• **Saved data entries**
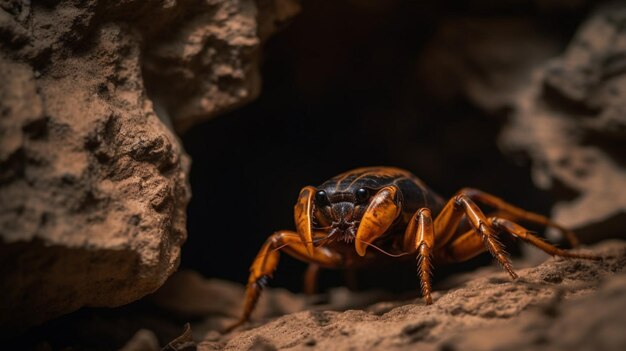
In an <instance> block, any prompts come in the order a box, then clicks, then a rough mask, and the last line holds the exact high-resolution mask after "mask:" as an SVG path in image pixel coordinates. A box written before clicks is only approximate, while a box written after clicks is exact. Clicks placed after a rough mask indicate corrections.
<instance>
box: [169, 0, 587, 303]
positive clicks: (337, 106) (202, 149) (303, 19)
mask: <svg viewBox="0 0 626 351" xmlns="http://www.w3.org/2000/svg"><path fill="white" fill-rule="evenodd" d="M379 3H380V4H371V6H368V5H362V6H361V5H356V4H354V3H353V2H350V1H305V2H304V4H303V11H302V13H301V14H300V15H299V16H297V17H296V19H295V20H294V21H293V22H292V23H291V24H290V25H289V26H288V27H287V28H285V29H284V30H283V31H282V32H281V33H279V34H277V35H276V36H275V37H273V38H272V39H271V40H270V41H269V42H268V43H267V44H266V46H265V48H264V58H265V61H264V64H263V66H262V76H263V88H262V93H261V95H260V97H259V98H258V99H257V100H255V101H254V102H252V103H251V104H249V105H247V106H245V107H243V108H241V109H238V110H236V111H234V112H231V113H228V114H227V115H223V116H220V117H217V118H215V119H214V120H212V121H209V122H207V123H204V124H202V125H200V126H197V127H195V128H193V129H192V130H190V131H188V132H187V134H186V135H185V136H184V137H183V141H184V145H185V148H186V150H187V152H188V153H189V154H190V155H191V157H192V159H193V164H192V169H191V185H192V192H193V198H192V200H191V203H190V205H189V208H188V229H189V237H188V241H187V243H186V244H185V245H184V247H183V251H182V265H181V268H184V269H194V270H197V271H199V272H201V273H202V274H204V275H205V276H207V277H215V278H222V279H229V280H234V281H237V282H240V283H244V282H245V281H246V280H247V274H248V268H249V264H250V263H251V262H252V259H253V258H254V256H255V255H256V253H257V250H258V249H259V248H260V246H261V244H262V243H263V241H264V239H265V238H266V237H267V236H269V235H270V234H271V233H272V232H274V231H276V230H279V229H292V228H293V212H292V211H293V204H294V203H295V199H296V196H297V194H298V191H299V190H300V188H301V187H303V186H305V185H318V184H320V183H322V182H323V181H324V180H326V179H328V178H329V177H331V176H333V175H336V174H338V173H340V172H343V171H345V170H348V169H351V168H355V167H359V166H372V165H392V166H397V167H402V168H406V169H408V170H410V171H412V172H413V173H414V174H416V175H417V176H418V177H420V178H422V179H423V180H424V181H425V182H426V183H427V184H429V185H430V186H431V187H432V188H433V189H435V190H436V191H438V192H439V193H440V194H441V195H442V196H444V197H448V196H450V195H451V194H453V193H454V192H455V191H456V190H458V189H460V188H462V187H464V186H472V187H476V188H479V189H483V190H485V191H488V192H491V193H493V194H497V195H499V196H501V197H503V198H506V199H507V200H509V201H510V202H512V203H514V204H517V205H519V206H522V207H524V208H527V209H531V210H533V211H537V212H540V213H548V211H549V208H550V206H551V203H552V198H551V196H550V195H549V194H546V193H544V192H542V191H540V190H538V189H537V188H536V187H535V186H534V185H533V184H532V182H531V179H530V170H529V165H527V164H526V165H524V164H522V165H519V164H514V163H513V162H512V161H511V159H510V157H508V158H507V157H506V156H504V155H503V154H502V153H501V151H500V150H499V149H498V147H497V145H496V138H497V135H498V132H499V130H500V128H501V125H502V123H503V122H504V121H505V119H506V111H497V112H496V113H492V114H489V115H488V114H486V113H485V112H483V111H482V110H480V109H479V108H477V107H476V106H474V105H473V104H472V103H471V102H470V101H469V100H468V99H467V98H465V97H464V96H463V95H461V94H452V95H449V96H446V97H445V98H443V99H442V98H441V96H436V94H433V92H432V91H431V90H430V89H431V87H432V84H426V83H428V82H425V81H423V80H420V77H421V76H422V74H423V72H421V71H420V66H419V62H420V61H421V60H423V59H424V57H423V54H424V48H425V46H426V45H428V43H429V41H430V40H432V36H433V33H434V32H435V31H436V28H437V26H438V25H440V24H441V21H442V20H443V19H444V18H446V17H450V16H456V15H458V14H461V13H463V14H465V15H467V14H468V12H467V11H470V14H473V15H476V16H477V17H485V18H489V17H490V16H491V14H490V12H489V11H494V12H495V13H498V14H499V15H502V13H503V11H504V13H506V11H507V10H506V6H505V5H503V9H502V8H500V9H493V7H492V8H491V9H490V10H484V11H483V10H481V8H480V6H476V7H474V8H472V9H471V10H468V9H465V8H464V7H463V6H460V5H456V4H453V2H443V3H440V4H437V5H435V4H433V3H430V2H388V3H385V2H379ZM511 8H515V10H514V11H513V12H512V13H511V16H513V17H515V16H522V17H524V16H530V17H533V18H534V16H535V15H534V13H535V11H537V9H534V8H533V7H532V5H528V7H527V8H525V9H524V8H523V7H520V6H511ZM471 11H473V12H471ZM536 17H537V23H538V25H544V26H549V27H550V30H551V31H554V28H555V27H557V25H559V26H560V29H559V30H558V31H557V32H559V35H564V36H569V35H571V34H572V31H573V24H575V23H576V21H571V20H570V19H568V18H563V19H562V20H561V22H560V23H553V22H551V21H550V19H549V18H545V17H541V16H540V15H537V16H536ZM347 19H349V20H347ZM570 22H571V23H570ZM430 73H432V72H430ZM429 76H430V77H433V76H435V77H436V76H437V74H429ZM490 261H491V259H490V258H489V257H482V258H479V259H478V261H477V263H486V262H490ZM304 268H305V265H304V264H303V263H301V262H299V261H296V260H295V259H291V258H290V257H287V256H286V255H282V256H281V264H280V265H279V268H278V270H277V272H276V274H275V278H274V279H273V280H272V282H271V283H270V284H271V285H272V286H275V287H286V288H289V289H291V290H293V291H299V290H300V289H301V286H302V278H301V275H302V272H303V271H304ZM414 271H415V269H414V267H409V268H407V269H406V272H404V273H398V275H391V276H390V275H389V271H386V273H385V274H382V275H384V276H385V279H388V280H390V281H400V282H404V283H400V286H401V288H404V289H405V288H416V287H417V286H418V282H417V280H416V279H415V278H413V277H414V274H415V273H414ZM438 272H440V270H439V268H438ZM438 274H439V273H438ZM322 278H323V280H322V284H321V287H322V288H324V287H328V286H332V285H339V284H341V283H342V277H341V274H340V273H337V272H334V273H332V272H331V273H325V274H323V275H322ZM374 286H378V287H381V288H382V287H383V286H381V285H380V284H374Z"/></svg>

• **TASK STATEMENT**
Print all of the lines above again, character for character, leaving out the picture.

• **FINISHED TASK**
In an <instance> block, any prompts come in the order a box, then clicks, then a rough mask, and the last line holds the exact high-resolution mask after "mask:" as an SVG path in image pixel coordinates. A box written before clicks is only approximate, while a box written after clicks is exact. Clicks placed after a rough mask indicate corrections.
<instance>
box: [169, 0, 587, 303]
positive clicks: (337, 106) (202, 149) (303, 19)
mask: <svg viewBox="0 0 626 351" xmlns="http://www.w3.org/2000/svg"><path fill="white" fill-rule="evenodd" d="M379 3H380V4H371V6H368V5H362V6H361V5H356V4H354V3H353V2H350V1H305V2H304V4H303V11H302V13H301V14H300V15H299V16H297V17H296V19H295V20H294V21H293V22H292V23H291V24H290V25H289V26H288V27H287V28H285V29H284V30H283V31H282V32H281V33H279V34H277V35H276V36H275V37H273V38H272V39H271V40H270V41H269V42H268V43H267V44H266V46H265V48H264V58H265V61H264V64H263V66H262V76H263V88H262V93H261V95H260V97H259V98H258V99H257V100H255V101H254V102H252V103H251V104H249V105H247V106H245V107H243V108H241V109H238V110H236V111H234V112H231V113H228V114H227V115H223V116H220V117H217V118H215V119H214V120H212V121H209V122H207V123H204V124H202V125H200V126H197V127H195V128H193V129H192V130H190V131H188V132H187V134H186V135H185V136H184V137H183V141H184V145H185V148H186V150H187V152H188V153H189V154H190V155H191V157H192V159H193V164H192V169H191V185H192V192H193V198H192V200H191V203H190V205H189V208H188V229H189V237H188V241H187V243H186V244H185V245H184V247H183V251H182V265H181V268H184V269H194V270H197V271H199V272H201V273H202V274H204V275H205V276H207V277H215V278H222V279H229V280H234V281H237V282H240V283H244V282H245V281H246V280H247V274H248V268H249V264H250V263H251V262H252V259H253V258H254V256H255V255H256V253H257V250H258V249H259V248H260V246H261V244H262V243H263V241H264V239H265V238H266V237H267V236H269V235H270V234H271V233H272V232H274V231H276V230H279V229H292V228H293V212H292V211H293V204H294V203H295V199H296V196H297V194H298V191H299V190H300V188H301V187H303V186H305V185H318V184H320V183H322V182H323V181H324V180H326V179H328V178H329V177H331V176H333V175H336V174H338V173H340V172H343V171H345V170H348V169H351V168H355V167H359V166H372V165H392V166H397V167H402V168H406V169H408V170H410V171H412V172H413V173H414V174H416V175H417V176H418V177H420V178H422V179H423V180H424V181H425V182H426V183H427V184H429V185H430V186H431V187H432V188H433V189H435V190H436V191H438V192H439V193H440V194H441V195H442V196H444V197H448V196H450V195H451V194H453V193H454V192H455V191H456V190H458V189H460V188H462V187H464V186H472V187H476V188H479V189H483V190H485V191H488V192H491V193H493V194H497V195H499V196H501V197H503V198H506V199H507V200H509V201H510V202H512V203H514V204H517V205H519V206H522V207H524V208H527V209H531V210H533V211H537V212H540V213H548V211H549V208H550V206H551V203H552V198H551V196H550V195H549V194H546V193H544V192H542V191H540V190H538V189H537V188H536V187H535V186H534V185H533V184H532V182H531V179H530V170H529V165H527V164H526V165H524V164H522V165H519V164H514V163H513V162H512V161H511V159H510V157H508V158H507V157H506V156H504V155H503V154H502V153H501V151H500V150H499V149H498V147H497V145H496V138H497V135H498V132H499V130H500V128H501V125H502V123H503V122H504V121H505V119H506V111H497V112H496V113H492V114H489V115H488V114H486V113H485V112H483V111H482V110H480V109H479V108H477V107H476V106H474V105H473V104H472V103H471V102H470V101H469V100H468V99H467V98H465V97H464V96H463V95H461V94H452V95H449V96H446V97H445V98H443V99H442V98H441V96H436V94H433V92H432V91H431V90H430V89H431V87H432V84H426V83H428V82H425V81H423V80H420V77H421V76H422V74H423V72H421V71H420V66H419V62H420V61H421V60H423V59H424V57H423V54H424V48H425V46H426V45H428V43H429V41H430V40H432V36H433V33H434V32H435V31H436V28H437V26H438V25H440V24H441V21H442V20H443V19H444V18H446V17H450V16H456V15H458V14H461V13H463V14H465V15H467V14H468V12H467V11H470V14H473V15H476V16H477V17H485V18H489V17H490V16H491V14H490V12H489V11H494V12H495V13H498V14H499V15H502V13H503V11H504V13H506V11H507V10H506V6H505V5H503V9H502V8H500V9H493V7H492V8H491V9H490V10H484V11H483V10H481V8H480V6H476V7H474V8H472V9H471V10H468V9H465V8H464V7H463V6H460V5H456V4H453V2H443V3H440V4H437V5H435V4H433V3H430V2H388V3H385V2H379ZM511 8H515V10H514V11H513V12H512V13H511V16H513V17H515V16H522V17H524V16H530V17H533V18H534V16H535V15H534V13H535V11H537V9H534V8H533V7H532V5H528V7H527V8H525V9H524V8H523V7H520V6H511ZM471 11H473V12H471ZM536 17H537V23H538V25H544V26H549V27H550V30H551V31H554V28H555V27H557V25H559V26H560V29H559V30H558V31H557V32H559V35H564V36H569V35H571V34H572V31H573V24H575V23H576V21H571V20H570V19H568V18H563V19H562V20H561V22H560V23H553V22H551V21H550V19H549V18H545V17H541V16H540V15H537V16H536ZM347 19H349V20H347ZM570 22H571V23H570ZM430 73H432V72H430ZM429 76H430V77H433V76H435V77H436V76H437V74H429ZM490 261H491V259H490V258H489V257H482V258H479V259H478V261H477V263H486V262H490ZM304 268H305V265H304V264H303V263H301V262H299V261H296V260H295V259H291V258H290V257H287V256H286V255H282V256H281V264H280V265H279V268H278V270H277V272H276V274H275V278H274V279H273V280H272V282H271V283H270V284H271V285H272V286H275V287H286V288H289V289H291V290H293V291H299V290H300V289H301V286H302V278H301V275H302V272H303V271H304ZM414 271H415V269H414V267H409V268H407V269H406V272H404V273H398V275H391V276H390V275H389V271H386V273H385V274H382V275H384V276H385V279H388V280H390V281H400V282H404V283H400V286H401V288H404V289H405V288H416V287H417V286H418V282H417V280H416V279H415V278H413V277H414V274H415V273H414ZM438 272H440V270H439V268H438ZM438 274H439V273H438ZM322 278H323V280H322V284H321V287H322V288H324V287H328V286H332V285H339V284H341V283H342V277H341V274H340V273H337V272H334V273H332V272H331V273H325V274H323V275H322ZM374 286H378V287H381V288H382V287H383V286H381V285H380V284H374Z"/></svg>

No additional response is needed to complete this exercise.